• [TEXT BLOCK]
▼
Knowing the components and machine states of MAAS is one thing; understanding how they fit together into a provisioning workflow is another. This cheat sheet is designed to make that process clear.
Install and configure MAAS
Only four steps are required to get MAAS up and running:
- Install MAAS or upgrade an older version.
- Choose whether you want to build a proof-of-concept or jump straight to production.
- Configure MAAS domain name services (DNS) and image acquisition.
- Enable DHCP to provide IP addresses to provisioned machines.
- And don’t forget to back up MAAS once you get it running properly.
Fine-tune MAAS networks
MAAS provides pre-configured versions of DHCP, NTP, STP and DNS for routine operation. If your situation is different, you may want to manage networks to suit your environment:
- Make routine adjustments, like adding default gateways, loopback, bridges, and bonds, or even enable two-NIC interfaces.
- Manage network discovery, which automatically detects connected devices to limit guesswork.
- Manage standard network infrastructure, like subnets, VLANs, local DHCP configuration, and IP addresses.
- Manage network services – like DHCP, DNS and NTP – to match your local and corporate policies.
Provision & manage servers
Manage machines to build and flex data centers with MAAS:
- Discover which devices are already connected and find them again when you need them.
- Add and configure machines, whether bare metal or virtual, and manage their power state.
- Discover and remember server capabilities by commissioning machines.
- Deploy machines to make them productive.
- Create specialty configurations for specific needs and special cases.
- Rescue, recover and recycle machines, including full data erasure.
Group machines for quick categorization & redeployment
Manage machine groups create failover redundancy (availability zones), ensure functional allocation (resource pools), easily track machine capabilities(tags) and track operational status (notes and annotations):
- Set up to create redundant failover for critical systems.
- Assign resource pools to budget provisioning by corporate or data center function.
- Keep track of machine setup and tooling with tags.
- Remember what machines are doing both offline (notes) and when in production (annotations).
▲
• [WRITTEN PROBLEM]
According to the MAAS cheat sheet, which network services come pre-configured in MAAS for routine operation? Answer using only the MAAS cheat sheet, not the items.

• [MATERIAL]
▼
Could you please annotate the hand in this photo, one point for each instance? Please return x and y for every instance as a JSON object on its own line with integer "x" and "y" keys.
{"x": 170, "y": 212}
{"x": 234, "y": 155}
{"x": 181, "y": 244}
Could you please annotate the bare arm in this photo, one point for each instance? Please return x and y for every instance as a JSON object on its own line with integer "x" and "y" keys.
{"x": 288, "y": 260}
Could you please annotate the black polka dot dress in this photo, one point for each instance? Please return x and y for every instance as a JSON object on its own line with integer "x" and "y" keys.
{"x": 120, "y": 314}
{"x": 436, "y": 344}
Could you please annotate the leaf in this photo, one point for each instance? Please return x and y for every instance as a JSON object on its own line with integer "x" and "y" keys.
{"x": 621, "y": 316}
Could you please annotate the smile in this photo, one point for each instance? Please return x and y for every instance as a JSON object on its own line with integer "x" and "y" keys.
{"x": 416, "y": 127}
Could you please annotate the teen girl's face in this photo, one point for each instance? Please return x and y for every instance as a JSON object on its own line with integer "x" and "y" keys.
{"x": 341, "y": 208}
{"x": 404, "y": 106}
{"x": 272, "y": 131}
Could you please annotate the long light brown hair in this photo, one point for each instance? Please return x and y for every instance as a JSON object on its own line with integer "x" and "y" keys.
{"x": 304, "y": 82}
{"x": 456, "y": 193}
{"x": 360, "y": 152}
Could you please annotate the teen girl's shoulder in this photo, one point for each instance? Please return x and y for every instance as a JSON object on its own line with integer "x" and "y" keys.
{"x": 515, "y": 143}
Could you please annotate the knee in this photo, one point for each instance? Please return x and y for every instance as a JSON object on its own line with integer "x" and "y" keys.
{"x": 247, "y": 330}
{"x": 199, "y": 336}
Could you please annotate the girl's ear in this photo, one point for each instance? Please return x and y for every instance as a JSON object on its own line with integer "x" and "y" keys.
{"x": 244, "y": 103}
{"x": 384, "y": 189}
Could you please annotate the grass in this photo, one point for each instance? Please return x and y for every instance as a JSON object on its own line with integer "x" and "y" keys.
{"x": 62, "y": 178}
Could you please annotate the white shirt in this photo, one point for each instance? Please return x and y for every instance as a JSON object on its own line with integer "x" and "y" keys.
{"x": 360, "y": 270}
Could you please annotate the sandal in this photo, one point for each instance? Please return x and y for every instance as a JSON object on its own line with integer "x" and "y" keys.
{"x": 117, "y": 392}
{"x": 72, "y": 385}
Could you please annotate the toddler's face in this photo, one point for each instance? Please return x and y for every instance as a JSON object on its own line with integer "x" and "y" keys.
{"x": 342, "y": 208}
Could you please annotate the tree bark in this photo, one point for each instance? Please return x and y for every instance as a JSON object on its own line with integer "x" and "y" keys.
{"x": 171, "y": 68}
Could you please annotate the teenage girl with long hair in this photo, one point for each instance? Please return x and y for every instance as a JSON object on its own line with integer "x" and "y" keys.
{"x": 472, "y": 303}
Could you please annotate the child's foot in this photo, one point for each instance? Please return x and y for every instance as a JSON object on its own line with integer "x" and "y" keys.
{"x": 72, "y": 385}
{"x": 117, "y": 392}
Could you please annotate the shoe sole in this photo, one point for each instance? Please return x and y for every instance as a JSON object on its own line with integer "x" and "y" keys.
▲
• [EXERCISE SOLUTION]
DHCP, NTP, STP and DNS.